*** SUPPLIED ENTRIES ***

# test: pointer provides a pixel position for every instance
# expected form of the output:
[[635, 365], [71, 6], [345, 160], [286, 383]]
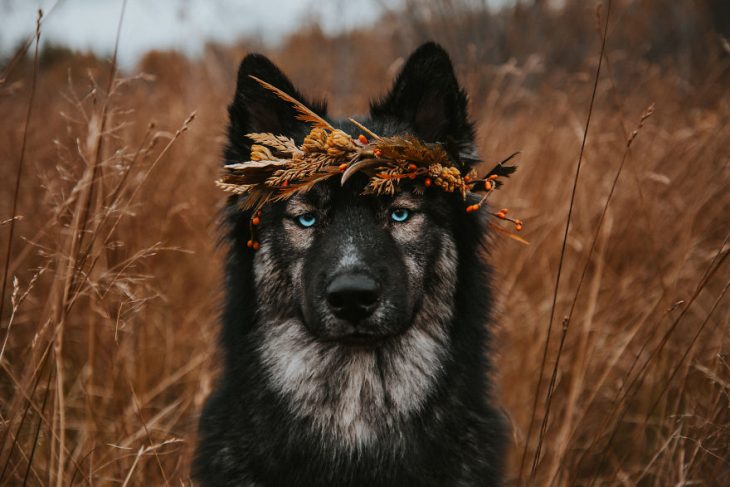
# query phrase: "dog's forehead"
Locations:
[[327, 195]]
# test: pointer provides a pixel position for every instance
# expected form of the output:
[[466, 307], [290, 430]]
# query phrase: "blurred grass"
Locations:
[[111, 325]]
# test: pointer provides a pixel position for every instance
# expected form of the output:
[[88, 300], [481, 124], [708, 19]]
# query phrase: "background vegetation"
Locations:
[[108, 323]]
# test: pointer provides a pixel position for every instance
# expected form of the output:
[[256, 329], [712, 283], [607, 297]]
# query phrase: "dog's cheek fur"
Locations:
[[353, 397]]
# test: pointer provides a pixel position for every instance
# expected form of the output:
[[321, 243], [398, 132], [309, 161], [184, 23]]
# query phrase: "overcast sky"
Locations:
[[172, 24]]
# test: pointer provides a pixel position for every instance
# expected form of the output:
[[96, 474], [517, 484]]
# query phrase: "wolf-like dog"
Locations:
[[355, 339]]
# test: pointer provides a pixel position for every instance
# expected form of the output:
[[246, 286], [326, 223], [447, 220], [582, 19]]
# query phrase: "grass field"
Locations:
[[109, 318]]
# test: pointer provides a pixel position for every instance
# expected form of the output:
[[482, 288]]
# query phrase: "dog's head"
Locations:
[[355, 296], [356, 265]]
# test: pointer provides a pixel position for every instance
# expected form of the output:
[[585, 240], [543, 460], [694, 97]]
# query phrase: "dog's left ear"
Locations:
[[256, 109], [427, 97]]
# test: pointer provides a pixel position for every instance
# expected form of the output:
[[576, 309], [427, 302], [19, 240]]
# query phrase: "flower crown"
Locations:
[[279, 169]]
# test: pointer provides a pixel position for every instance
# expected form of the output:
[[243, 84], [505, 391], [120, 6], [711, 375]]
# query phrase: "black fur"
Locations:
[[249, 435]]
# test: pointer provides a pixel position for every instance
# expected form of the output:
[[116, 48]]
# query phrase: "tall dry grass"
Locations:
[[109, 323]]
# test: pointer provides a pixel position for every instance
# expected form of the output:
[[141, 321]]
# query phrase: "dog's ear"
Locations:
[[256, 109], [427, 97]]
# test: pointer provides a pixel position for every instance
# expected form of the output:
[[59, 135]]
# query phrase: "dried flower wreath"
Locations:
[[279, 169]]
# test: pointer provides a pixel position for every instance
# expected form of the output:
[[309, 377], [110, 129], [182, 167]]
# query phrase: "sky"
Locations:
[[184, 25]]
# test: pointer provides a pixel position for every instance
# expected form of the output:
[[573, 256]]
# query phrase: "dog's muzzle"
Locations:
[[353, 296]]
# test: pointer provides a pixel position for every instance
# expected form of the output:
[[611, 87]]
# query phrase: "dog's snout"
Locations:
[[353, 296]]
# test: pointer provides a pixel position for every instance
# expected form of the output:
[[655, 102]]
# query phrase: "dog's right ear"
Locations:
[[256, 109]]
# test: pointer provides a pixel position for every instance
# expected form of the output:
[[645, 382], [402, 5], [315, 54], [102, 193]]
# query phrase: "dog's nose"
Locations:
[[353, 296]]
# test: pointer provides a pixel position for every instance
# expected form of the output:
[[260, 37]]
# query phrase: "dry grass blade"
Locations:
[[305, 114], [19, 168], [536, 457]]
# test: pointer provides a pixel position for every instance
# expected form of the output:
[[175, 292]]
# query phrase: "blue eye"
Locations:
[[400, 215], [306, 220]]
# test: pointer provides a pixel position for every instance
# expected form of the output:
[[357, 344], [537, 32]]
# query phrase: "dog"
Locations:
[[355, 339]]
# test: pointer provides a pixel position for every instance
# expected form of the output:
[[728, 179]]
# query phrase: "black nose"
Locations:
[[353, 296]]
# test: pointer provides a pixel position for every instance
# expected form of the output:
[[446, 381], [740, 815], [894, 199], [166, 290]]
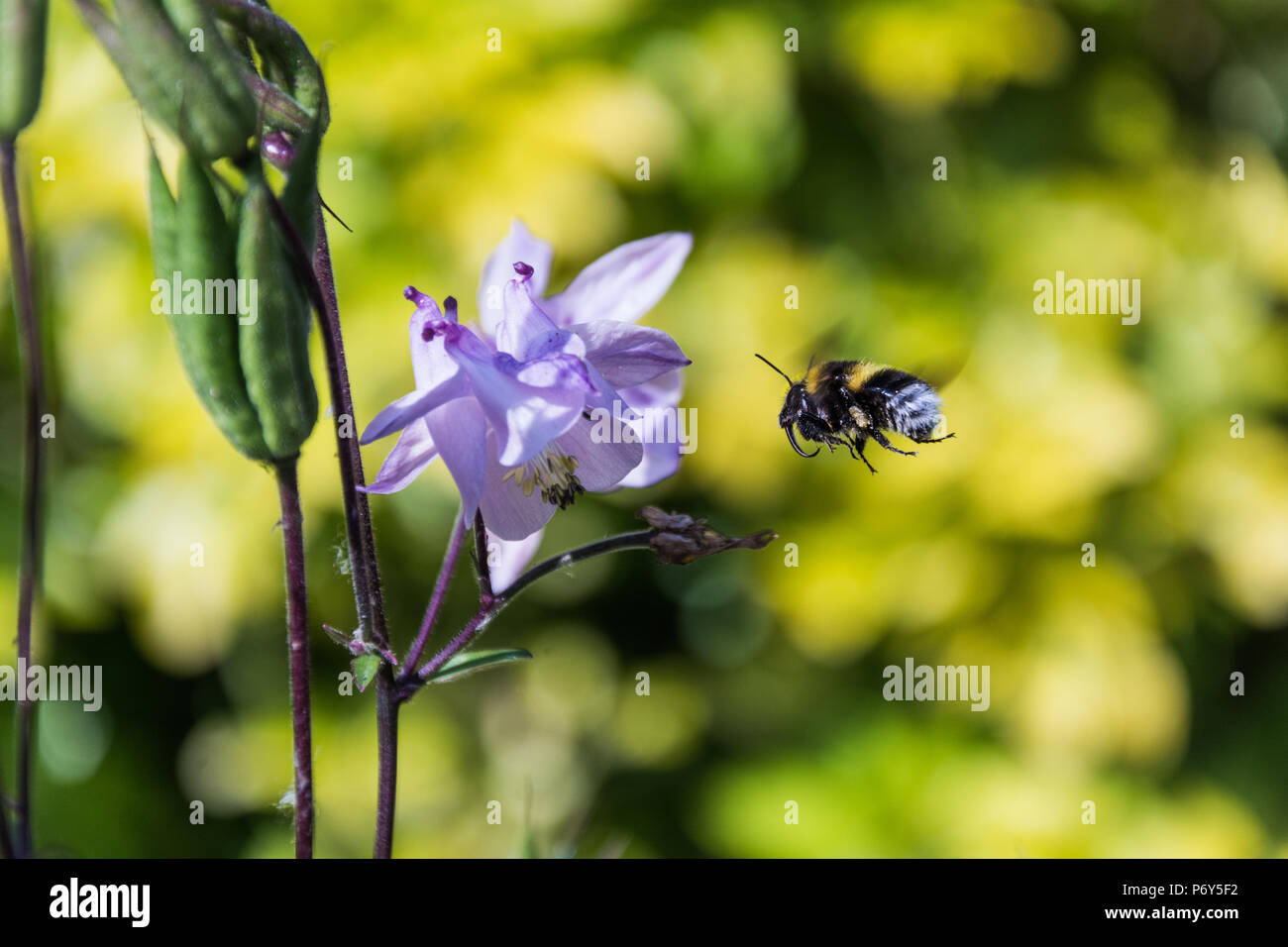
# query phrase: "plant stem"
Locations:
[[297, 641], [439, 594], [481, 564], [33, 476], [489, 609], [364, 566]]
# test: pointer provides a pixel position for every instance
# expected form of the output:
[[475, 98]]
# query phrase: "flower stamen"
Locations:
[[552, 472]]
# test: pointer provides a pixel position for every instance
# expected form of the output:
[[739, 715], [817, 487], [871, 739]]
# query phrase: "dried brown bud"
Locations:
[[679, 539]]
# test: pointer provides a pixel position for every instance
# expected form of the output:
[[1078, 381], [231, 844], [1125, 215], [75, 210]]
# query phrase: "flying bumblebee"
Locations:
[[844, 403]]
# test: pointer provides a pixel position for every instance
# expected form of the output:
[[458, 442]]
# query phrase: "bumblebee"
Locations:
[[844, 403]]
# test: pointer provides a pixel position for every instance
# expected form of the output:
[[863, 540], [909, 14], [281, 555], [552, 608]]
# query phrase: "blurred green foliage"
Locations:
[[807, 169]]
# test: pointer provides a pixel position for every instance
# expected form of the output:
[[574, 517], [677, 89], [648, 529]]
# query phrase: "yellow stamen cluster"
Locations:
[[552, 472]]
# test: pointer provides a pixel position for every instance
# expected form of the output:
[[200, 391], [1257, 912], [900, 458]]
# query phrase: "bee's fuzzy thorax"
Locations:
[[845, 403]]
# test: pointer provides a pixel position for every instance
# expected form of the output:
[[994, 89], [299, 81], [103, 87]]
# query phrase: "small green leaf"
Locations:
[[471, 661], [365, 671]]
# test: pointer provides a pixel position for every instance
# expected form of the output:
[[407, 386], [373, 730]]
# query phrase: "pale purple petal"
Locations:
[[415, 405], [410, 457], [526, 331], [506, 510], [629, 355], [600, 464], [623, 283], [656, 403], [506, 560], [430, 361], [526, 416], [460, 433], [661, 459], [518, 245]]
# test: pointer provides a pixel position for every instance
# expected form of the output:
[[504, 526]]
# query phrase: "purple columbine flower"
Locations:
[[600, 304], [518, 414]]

***
*** SUPPLIED ENTRIES ***

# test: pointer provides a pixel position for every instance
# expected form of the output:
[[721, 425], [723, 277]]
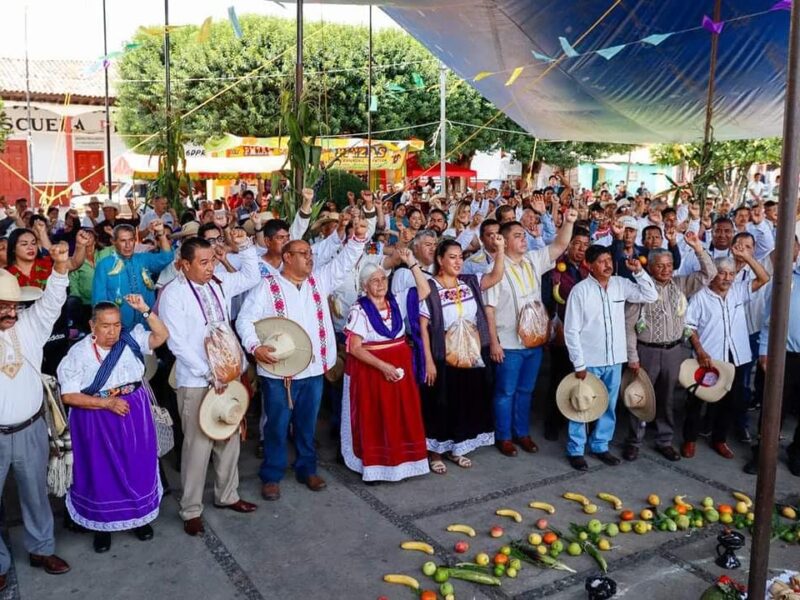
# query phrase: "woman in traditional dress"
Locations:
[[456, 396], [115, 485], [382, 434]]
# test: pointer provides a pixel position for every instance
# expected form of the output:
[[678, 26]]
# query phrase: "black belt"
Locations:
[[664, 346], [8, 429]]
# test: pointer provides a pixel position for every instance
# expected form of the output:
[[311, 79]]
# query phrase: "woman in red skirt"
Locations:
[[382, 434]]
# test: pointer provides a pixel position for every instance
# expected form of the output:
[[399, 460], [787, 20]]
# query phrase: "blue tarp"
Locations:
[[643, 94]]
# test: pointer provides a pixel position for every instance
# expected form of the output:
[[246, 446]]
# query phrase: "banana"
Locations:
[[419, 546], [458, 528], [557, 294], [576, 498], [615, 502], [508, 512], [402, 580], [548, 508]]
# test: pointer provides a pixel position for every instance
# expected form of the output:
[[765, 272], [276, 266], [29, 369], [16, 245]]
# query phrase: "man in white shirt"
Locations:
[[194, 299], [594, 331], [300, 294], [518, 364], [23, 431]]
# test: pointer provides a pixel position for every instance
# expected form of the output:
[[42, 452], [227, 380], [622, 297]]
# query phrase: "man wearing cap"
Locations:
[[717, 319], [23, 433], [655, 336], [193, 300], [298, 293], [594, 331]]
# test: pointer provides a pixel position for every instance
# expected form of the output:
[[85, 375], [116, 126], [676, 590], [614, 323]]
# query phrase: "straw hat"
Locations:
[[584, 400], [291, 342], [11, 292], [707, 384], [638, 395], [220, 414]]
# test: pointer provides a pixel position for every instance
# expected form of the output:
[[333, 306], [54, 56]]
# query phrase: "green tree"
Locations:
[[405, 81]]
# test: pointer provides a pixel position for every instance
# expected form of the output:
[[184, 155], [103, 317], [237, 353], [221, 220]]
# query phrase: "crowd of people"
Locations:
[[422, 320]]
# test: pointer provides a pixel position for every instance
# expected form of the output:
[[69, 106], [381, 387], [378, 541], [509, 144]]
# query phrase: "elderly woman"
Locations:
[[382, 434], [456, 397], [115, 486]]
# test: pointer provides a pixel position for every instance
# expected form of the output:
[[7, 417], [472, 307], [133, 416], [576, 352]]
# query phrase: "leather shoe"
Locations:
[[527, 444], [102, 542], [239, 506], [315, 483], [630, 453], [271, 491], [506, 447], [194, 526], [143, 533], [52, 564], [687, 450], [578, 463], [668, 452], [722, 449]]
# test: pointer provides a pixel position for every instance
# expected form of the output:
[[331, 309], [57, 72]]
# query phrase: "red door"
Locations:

***
*** SUPPLIED ENTRIES ***

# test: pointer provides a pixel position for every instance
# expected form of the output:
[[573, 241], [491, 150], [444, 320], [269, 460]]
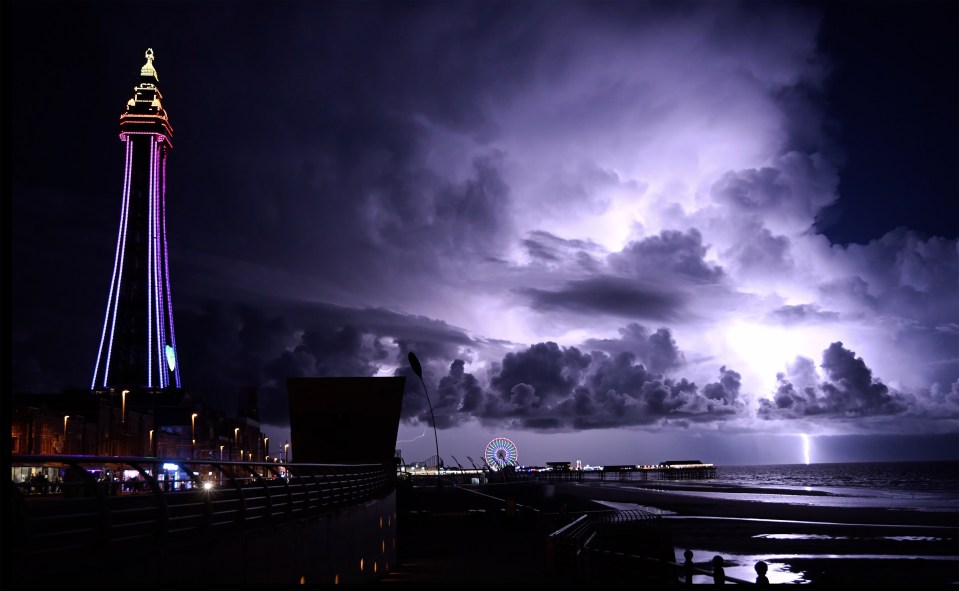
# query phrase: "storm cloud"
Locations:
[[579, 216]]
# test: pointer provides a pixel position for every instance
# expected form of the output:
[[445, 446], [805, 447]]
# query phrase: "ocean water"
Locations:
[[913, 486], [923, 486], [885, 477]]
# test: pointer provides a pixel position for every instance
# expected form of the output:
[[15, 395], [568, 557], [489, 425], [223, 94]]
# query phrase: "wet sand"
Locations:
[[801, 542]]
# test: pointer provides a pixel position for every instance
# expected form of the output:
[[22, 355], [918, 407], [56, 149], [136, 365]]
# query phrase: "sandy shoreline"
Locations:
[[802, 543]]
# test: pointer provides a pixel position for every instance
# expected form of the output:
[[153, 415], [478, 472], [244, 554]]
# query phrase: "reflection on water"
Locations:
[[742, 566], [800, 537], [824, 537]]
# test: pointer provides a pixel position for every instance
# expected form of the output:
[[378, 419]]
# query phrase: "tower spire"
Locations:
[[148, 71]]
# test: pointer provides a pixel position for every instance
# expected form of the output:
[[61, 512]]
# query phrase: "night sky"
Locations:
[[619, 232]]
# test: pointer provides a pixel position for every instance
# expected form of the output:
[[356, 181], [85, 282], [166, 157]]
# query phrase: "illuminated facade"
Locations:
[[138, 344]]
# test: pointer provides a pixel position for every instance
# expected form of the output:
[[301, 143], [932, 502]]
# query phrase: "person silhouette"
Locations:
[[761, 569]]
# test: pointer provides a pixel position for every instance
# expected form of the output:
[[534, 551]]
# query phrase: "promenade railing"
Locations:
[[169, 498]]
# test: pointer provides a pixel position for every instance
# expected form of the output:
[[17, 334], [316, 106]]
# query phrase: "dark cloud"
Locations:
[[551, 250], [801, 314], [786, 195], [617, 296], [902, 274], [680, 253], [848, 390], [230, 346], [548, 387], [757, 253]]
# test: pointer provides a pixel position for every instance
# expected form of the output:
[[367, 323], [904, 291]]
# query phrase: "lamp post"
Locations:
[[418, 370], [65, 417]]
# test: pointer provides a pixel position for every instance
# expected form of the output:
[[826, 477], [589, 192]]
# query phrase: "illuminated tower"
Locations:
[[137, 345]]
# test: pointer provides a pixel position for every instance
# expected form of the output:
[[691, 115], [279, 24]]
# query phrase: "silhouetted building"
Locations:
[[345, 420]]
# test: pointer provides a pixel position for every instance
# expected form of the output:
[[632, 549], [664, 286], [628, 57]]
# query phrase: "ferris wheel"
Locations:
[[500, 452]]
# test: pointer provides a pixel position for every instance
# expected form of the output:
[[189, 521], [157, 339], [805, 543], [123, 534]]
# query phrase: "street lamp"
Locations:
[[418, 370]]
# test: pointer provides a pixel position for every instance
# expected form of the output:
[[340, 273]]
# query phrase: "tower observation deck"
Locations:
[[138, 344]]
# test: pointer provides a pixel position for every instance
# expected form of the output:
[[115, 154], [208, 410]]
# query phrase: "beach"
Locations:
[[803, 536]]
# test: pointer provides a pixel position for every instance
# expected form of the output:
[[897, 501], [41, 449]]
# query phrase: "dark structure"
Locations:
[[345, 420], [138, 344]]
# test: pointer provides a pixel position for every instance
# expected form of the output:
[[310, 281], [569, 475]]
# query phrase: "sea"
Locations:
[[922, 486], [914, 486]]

***

▸ EXERCISE REQUIREMENTS
Count the lines of the material above that contain the string "woman", treating uppercase and lowercase as different. Reply with only the number.

▸ EXPECTED ANSWER
3